■ **Problem description**:
Report every line in the listing below that contains the string "strap" and copy each of those lines in full. Case counts.

■ **Available records**:

--- Begin ---

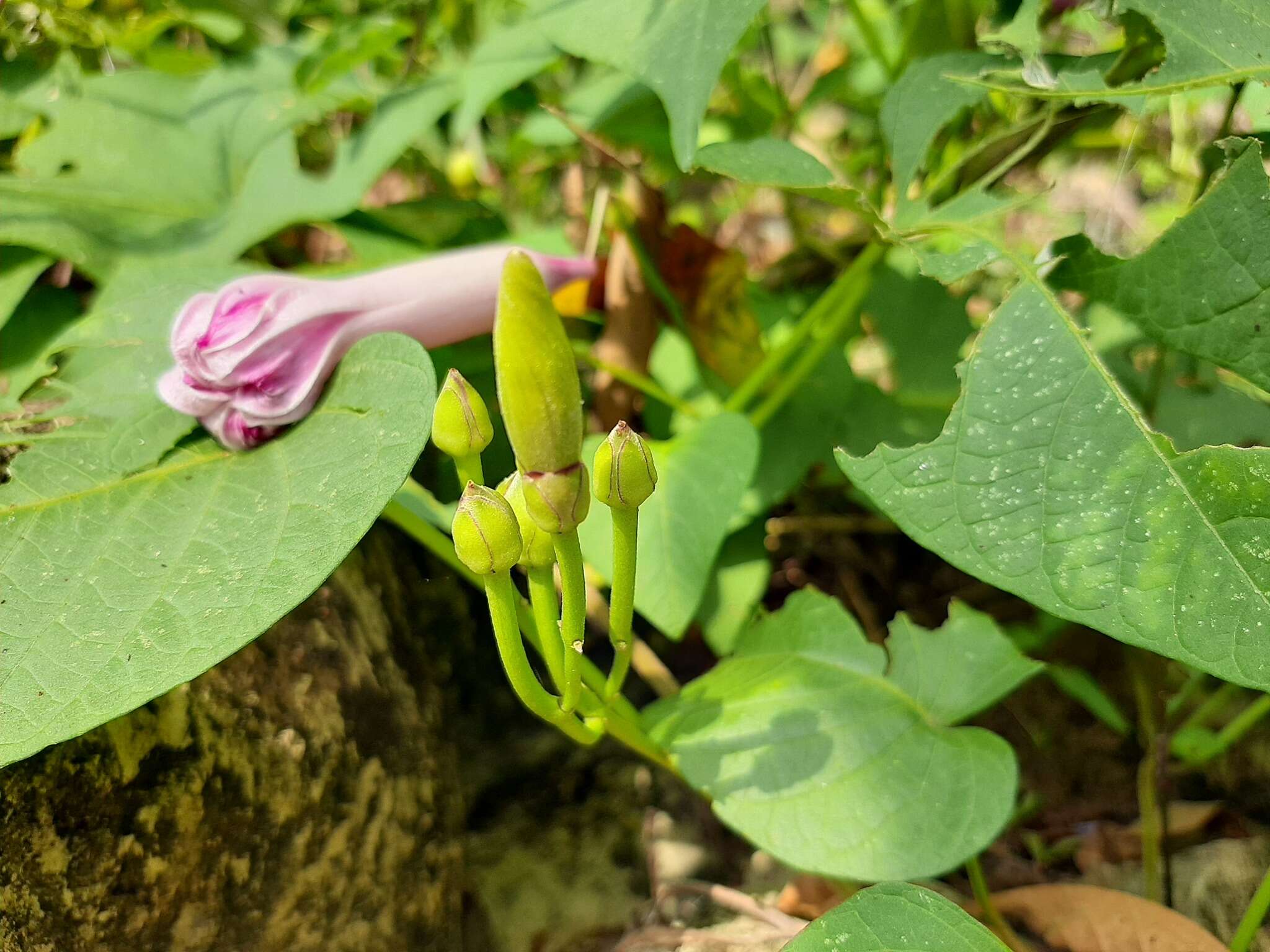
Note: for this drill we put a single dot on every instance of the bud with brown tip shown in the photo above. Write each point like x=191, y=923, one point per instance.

--- End ---
--- Begin ---

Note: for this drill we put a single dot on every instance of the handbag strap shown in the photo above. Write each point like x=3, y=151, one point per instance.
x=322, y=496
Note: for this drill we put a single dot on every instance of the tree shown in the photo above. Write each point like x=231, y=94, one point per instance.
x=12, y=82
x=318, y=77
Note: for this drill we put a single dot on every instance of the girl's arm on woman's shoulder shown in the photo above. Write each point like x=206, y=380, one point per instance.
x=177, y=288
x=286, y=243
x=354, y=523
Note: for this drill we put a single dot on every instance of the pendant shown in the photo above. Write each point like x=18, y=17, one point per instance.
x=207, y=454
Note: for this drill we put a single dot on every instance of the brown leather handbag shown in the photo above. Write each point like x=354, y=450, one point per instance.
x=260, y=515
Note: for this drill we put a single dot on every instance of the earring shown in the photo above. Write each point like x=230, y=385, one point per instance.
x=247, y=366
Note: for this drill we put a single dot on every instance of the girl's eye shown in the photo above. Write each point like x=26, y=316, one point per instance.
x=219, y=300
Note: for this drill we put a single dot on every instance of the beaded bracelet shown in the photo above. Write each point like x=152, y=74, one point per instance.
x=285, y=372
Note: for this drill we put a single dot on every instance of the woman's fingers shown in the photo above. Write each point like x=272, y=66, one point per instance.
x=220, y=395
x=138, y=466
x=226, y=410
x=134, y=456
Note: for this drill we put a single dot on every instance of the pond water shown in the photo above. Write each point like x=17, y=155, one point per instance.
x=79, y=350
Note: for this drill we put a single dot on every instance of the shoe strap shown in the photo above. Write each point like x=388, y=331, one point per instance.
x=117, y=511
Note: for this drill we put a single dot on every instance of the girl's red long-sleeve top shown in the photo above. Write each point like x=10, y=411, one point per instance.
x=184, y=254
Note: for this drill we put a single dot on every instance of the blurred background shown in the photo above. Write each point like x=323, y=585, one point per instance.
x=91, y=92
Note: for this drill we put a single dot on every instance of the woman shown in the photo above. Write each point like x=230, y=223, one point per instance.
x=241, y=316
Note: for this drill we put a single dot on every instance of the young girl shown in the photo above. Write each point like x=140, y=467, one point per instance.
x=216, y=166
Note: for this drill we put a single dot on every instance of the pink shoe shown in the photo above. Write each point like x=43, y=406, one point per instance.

--- End ---

■ **Exercise response**:
Note: for this drill we put a single dot on every instance of the handbag strap shown in the photo above. Write each point like x=3, y=151, one point per instance.
Note: for this drill we put a single dot on every instance of the shoe strap shown in the photo above. Write each point like x=388, y=331, one point per instance.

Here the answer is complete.